→ Listed entries:
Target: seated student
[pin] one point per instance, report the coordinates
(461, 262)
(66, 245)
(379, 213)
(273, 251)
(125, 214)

→ Directive: Copy the material above back out line for line, with no changes.

→ Exercise response:
Target: seated student
[pin] one point per instance, report the coordinates
(461, 262)
(66, 245)
(379, 213)
(273, 251)
(125, 214)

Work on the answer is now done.